◆ **About this task**: Repeat the records below exactly.

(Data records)

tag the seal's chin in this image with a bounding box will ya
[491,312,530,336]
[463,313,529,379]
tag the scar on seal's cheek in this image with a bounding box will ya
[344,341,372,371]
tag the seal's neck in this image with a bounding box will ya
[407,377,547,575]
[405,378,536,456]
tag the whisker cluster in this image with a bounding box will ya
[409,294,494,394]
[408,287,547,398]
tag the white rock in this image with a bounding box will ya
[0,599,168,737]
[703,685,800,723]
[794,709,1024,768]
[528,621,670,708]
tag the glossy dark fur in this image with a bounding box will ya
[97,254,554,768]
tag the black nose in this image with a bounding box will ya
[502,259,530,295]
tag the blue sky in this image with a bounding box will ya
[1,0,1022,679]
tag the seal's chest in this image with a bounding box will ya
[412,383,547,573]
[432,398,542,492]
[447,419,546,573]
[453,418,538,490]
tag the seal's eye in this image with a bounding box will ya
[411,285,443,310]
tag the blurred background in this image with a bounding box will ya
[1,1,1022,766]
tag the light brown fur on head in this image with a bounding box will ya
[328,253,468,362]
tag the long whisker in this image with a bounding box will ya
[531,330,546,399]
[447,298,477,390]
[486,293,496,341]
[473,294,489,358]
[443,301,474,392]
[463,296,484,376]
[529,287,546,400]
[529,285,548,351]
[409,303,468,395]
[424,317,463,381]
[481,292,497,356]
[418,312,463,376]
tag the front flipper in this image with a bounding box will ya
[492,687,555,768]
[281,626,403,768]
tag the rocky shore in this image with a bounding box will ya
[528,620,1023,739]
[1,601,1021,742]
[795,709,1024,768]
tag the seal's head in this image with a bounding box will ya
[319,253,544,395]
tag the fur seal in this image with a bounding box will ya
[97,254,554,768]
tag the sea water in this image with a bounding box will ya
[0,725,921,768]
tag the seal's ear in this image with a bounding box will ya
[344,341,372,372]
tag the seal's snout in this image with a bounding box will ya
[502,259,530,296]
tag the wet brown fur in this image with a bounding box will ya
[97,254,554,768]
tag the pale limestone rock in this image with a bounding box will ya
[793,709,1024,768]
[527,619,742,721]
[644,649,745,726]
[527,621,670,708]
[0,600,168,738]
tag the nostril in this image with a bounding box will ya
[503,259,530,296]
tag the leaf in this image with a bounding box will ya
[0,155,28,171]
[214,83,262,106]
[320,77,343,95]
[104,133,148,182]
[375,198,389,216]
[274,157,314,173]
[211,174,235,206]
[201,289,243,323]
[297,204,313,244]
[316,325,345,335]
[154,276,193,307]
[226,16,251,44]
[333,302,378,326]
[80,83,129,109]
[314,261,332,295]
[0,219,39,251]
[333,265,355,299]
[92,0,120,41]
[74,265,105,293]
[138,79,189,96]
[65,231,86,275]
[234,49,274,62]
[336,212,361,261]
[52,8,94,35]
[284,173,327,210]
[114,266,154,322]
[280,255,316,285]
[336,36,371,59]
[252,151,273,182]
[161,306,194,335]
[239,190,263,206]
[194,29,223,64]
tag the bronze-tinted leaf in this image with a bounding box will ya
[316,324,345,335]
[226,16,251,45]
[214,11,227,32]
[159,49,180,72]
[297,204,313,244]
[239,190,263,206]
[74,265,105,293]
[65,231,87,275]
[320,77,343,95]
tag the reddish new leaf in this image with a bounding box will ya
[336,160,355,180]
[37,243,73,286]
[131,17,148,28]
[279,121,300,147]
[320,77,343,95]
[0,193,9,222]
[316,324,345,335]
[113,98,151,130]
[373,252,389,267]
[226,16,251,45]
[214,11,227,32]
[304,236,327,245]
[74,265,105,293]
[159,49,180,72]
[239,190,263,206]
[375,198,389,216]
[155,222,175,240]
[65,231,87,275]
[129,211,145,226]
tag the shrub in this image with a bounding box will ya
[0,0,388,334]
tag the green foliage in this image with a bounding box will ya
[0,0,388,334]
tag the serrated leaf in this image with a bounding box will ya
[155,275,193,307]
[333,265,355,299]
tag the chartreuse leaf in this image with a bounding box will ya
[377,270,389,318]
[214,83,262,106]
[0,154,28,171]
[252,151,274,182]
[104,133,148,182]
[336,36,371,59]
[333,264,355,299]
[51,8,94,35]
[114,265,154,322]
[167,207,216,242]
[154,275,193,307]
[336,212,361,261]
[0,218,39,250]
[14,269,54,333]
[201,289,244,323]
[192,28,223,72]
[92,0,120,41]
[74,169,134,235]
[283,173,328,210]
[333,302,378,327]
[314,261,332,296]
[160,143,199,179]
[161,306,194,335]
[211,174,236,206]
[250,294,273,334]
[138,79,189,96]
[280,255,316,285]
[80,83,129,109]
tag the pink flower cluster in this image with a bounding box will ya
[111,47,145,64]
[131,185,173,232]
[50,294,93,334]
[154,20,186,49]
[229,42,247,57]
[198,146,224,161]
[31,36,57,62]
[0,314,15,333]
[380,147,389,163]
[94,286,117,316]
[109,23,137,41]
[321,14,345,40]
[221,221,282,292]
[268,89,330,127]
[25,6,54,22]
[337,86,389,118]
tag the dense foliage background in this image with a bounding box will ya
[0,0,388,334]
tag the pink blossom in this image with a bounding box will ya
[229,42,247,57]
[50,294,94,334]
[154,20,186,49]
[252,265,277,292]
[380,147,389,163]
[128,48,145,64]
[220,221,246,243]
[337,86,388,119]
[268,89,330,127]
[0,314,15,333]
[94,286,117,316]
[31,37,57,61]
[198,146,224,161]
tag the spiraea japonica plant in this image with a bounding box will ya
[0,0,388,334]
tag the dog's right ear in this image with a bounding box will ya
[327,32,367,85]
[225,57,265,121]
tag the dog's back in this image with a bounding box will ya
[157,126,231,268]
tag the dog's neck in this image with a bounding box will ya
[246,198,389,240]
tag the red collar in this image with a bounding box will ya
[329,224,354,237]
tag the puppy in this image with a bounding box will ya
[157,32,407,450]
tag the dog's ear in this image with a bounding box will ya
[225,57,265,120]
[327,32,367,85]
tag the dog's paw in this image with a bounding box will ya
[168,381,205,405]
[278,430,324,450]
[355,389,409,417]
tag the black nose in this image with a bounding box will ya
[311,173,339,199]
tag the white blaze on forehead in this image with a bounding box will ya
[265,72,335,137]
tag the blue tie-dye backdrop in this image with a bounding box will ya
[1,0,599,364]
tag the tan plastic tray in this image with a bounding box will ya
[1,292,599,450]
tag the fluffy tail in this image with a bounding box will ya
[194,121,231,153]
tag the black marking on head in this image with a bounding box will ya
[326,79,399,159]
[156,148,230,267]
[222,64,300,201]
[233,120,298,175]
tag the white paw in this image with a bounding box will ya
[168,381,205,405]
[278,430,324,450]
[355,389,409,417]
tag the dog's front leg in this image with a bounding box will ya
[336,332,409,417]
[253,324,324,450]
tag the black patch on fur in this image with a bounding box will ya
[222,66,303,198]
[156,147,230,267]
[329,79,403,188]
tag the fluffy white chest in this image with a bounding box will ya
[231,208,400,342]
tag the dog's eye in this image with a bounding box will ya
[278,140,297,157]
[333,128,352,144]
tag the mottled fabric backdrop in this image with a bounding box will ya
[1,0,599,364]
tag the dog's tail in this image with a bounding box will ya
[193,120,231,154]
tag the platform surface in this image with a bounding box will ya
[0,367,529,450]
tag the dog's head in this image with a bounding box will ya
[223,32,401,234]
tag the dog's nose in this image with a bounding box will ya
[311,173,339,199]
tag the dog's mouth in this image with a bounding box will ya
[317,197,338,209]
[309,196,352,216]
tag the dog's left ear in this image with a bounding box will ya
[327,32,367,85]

◆ **Result of this exercise**:
tag the seal's chin in this image with a bounding box will ya
[491,312,530,336]
[463,313,529,379]
tag the scar on seal's cheek in this image with a bounding box will ya
[344,341,372,371]
tag the seal's neck in this image with a bounding box will ya
[407,377,547,575]
[405,378,536,456]
tag the whisker cluster in this image with a bounding box will ya
[409,294,494,394]
[408,287,547,398]
tag the white rock in this image with a bounding box will ya
[0,599,168,737]
[703,685,800,723]
[794,709,1024,768]
[528,621,670,708]
tag the glossy dark fur in this image with a bounding box will ya
[97,254,554,768]
tag the black nose in this image with a bounding box will ya
[502,259,530,295]
tag the blue sky in this image with a bounding box will ya
[1,0,1022,679]
tag the seal's chest in this image with a bounding box will ya
[412,383,547,573]
[432,398,542,492]
[447,419,546,573]
[453,418,538,490]
tag the seal's eye in this image with a bounding box will ya
[411,285,443,310]
tag the blurred background in this image with a bounding box will ya
[1,1,1022,766]
tag the light brown fur on head in this image with a bounding box will ya
[328,253,468,362]
tag the long whisker in this image with a bounding box will ya
[531,330,546,399]
[447,298,477,390]
[486,293,496,341]
[473,294,489,358]
[443,301,474,392]
[463,296,484,376]
[529,287,546,400]
[529,285,548,351]
[409,303,468,395]
[424,317,463,381]
[481,292,497,356]
[418,312,463,376]
tag the front flipper in this image with a bounding box will ya
[492,687,555,768]
[281,626,403,768]
tag the rocky shore in this image with a bounding box will ya
[528,620,1023,739]
[1,601,1021,742]
[795,709,1024,768]
tag the seal's head in this image with a bounding box will ya
[319,253,544,395]
tag the fur seal in this image with a bounding box will ya
[97,254,554,768]
tag the sea water in this image with a bounding box will ya
[0,725,921,768]
tag the seal's ear in this image with a bounding box will ya
[344,341,372,372]
tag the seal's snout in this image with a bounding box will ya
[502,259,530,296]
tag the wet brown fur in this image with a bounding box will ya
[97,254,554,768]
tag the pale limestone rock in this image with a bounding box will ya
[793,709,1024,768]
[527,619,742,721]
[644,649,745,726]
[527,621,670,708]
[0,600,168,738]
tag the nostril in this image with a bounding box will ya
[503,259,530,296]
tag the leaf in this image with a bounding box will ya
[0,155,28,171]
[214,83,262,106]
[320,77,343,95]
[104,133,148,182]
[375,198,389,216]
[274,157,314,173]
[211,174,235,206]
[201,289,243,323]
[297,204,313,244]
[316,325,345,335]
[154,276,193,307]
[226,16,251,44]
[333,302,378,326]
[80,83,129,109]
[314,261,332,295]
[0,219,39,251]
[333,265,355,299]
[92,0,120,41]
[74,265,105,293]
[138,79,189,96]
[65,231,86,275]
[234,49,274,62]
[336,212,361,261]
[52,8,94,35]
[284,173,327,210]
[114,266,154,322]
[280,255,316,285]
[336,36,371,59]
[252,151,273,182]
[161,306,194,335]
[239,190,263,206]
[194,29,223,64]
tag the bronze-tinted leaf in this image with a bounding box will ya
[316,324,345,335]
[226,16,251,45]
[214,11,227,32]
[159,49,180,72]
[297,204,313,244]
[239,190,263,206]
[74,265,105,293]
[65,231,87,275]
[320,77,343,95]
tag the reddish new leaf in this image with a bounding box will ya
[336,160,355,180]
[37,243,73,286]
[131,17,148,28]
[279,121,300,147]
[320,77,343,95]
[0,193,9,222]
[316,324,345,335]
[113,98,151,130]
[373,252,389,267]
[226,16,251,45]
[214,11,227,32]
[304,236,327,245]
[74,265,105,293]
[159,49,180,72]
[239,190,263,206]
[375,198,389,216]
[155,222,175,240]
[65,231,87,275]
[129,211,145,226]
tag the shrub in this image with a bounding box will ya
[0,0,388,334]
tag the green foliage in this image with a bounding box will ya
[0,0,388,334]
tag the serrated leaf in this image with a bounding box will ya
[155,275,193,307]
[333,265,355,299]
tag the chartreuse leaf in this image with a bounding box will ya
[377,270,389,318]
[214,83,262,106]
[0,154,28,171]
[252,151,274,182]
[104,133,148,182]
[336,36,371,59]
[333,264,355,299]
[51,8,94,35]
[114,265,154,322]
[167,207,216,242]
[154,275,193,307]
[336,212,361,261]
[0,218,39,250]
[14,269,54,333]
[201,289,244,323]
[192,28,223,72]
[92,0,120,41]
[74,169,134,235]
[283,173,328,210]
[333,302,378,327]
[314,261,332,296]
[160,143,199,179]
[161,306,194,335]
[211,174,236,206]
[250,294,273,334]
[138,79,189,96]
[280,255,316,285]
[80,83,129,109]
tag the pink flower cluster in this image with a bounding box will ya
[111,47,145,64]
[131,185,173,232]
[50,294,93,334]
[154,20,186,49]
[229,42,247,57]
[198,146,224,161]
[31,36,57,62]
[0,314,15,333]
[380,147,389,163]
[94,286,117,316]
[109,23,137,41]
[321,14,345,40]
[221,221,282,292]
[268,89,330,127]
[25,6,54,22]
[337,86,389,118]
tag the dense foliage background in this image with a bounding box will ya
[0,0,388,334]
tag the pink blossom in this image with a bounding box will ya
[229,42,247,57]
[50,294,94,334]
[154,20,186,49]
[252,265,277,292]
[380,147,389,163]
[128,48,145,64]
[220,221,246,243]
[337,86,388,119]
[268,89,330,127]
[0,314,15,333]
[94,286,117,316]
[31,37,57,61]
[198,146,224,161]
tag the spiraea japonica plant in this image with a bounding box will ya
[0,0,388,334]
tag the dog's right ear in this image with a bounding box will ya
[327,32,367,85]
[225,57,265,121]
tag the dog's back in this image with a bounding box will ya
[157,126,231,268]
tag the dog's neck in this image with a bounding box will ya
[246,198,389,240]
tag the red collar in this image with a bounding box will ya
[329,224,354,237]
tag the puppy in this image with a bounding box will ya
[157,32,407,450]
tag the dog's ear in this image with a bounding box will ya
[225,57,265,120]
[327,32,367,85]
tag the dog's paw in this image with a bounding box will ya
[168,381,205,405]
[278,430,324,450]
[355,389,409,417]
tag the black nose in this image with a bounding box will ya
[311,173,339,199]
tag the white blaze on forehead in this image with a bounding box will ya
[265,72,335,137]
tag the blue tie-dye backdrop in this image with a bounding box will ya
[1,0,599,364]
tag the tan plastic tray in this image with a bounding box will ya
[1,292,599,450]
tag the fluffy tail in this image with a bounding box will ya
[194,121,231,153]
tag the black marking on head in this image with a bounding box will ya
[326,79,399,159]
[156,148,230,267]
[222,64,300,201]
[233,120,298,175]
tag the white paw in this image with a bounding box will ya
[168,381,205,405]
[278,430,324,450]
[355,389,409,417]
tag the dog's front leg in this image with a bounding box will ya
[336,332,409,417]
[253,324,324,450]
tag the black patch on fur in this image with a bounding box will ya
[222,66,303,198]
[156,147,230,267]
[329,79,403,188]
tag the fluffy white chest in this image with a bounding box will ya
[231,208,400,342]
tag the dog's eye in this image with a bounding box will ya
[278,140,297,157]
[333,128,352,144]
tag the mottled fabric backdrop in this image with a bounding box will ya
[1,0,599,364]
tag the dog's tail in this image with a bounding box will ya
[193,120,231,154]
tag the platform surface in this image with a bounding box will ya
[0,367,529,450]
tag the dog's head in this image with a bounding box will ya
[223,32,401,234]
tag the dog's nose in this image with a bounding box will ya
[311,173,339,199]
tag the dog's mouth in this image with a bounding box will ya
[317,197,338,209]
[309,196,352,216]
tag the dog's left ear in this image with a bounding box will ya
[327,32,367,85]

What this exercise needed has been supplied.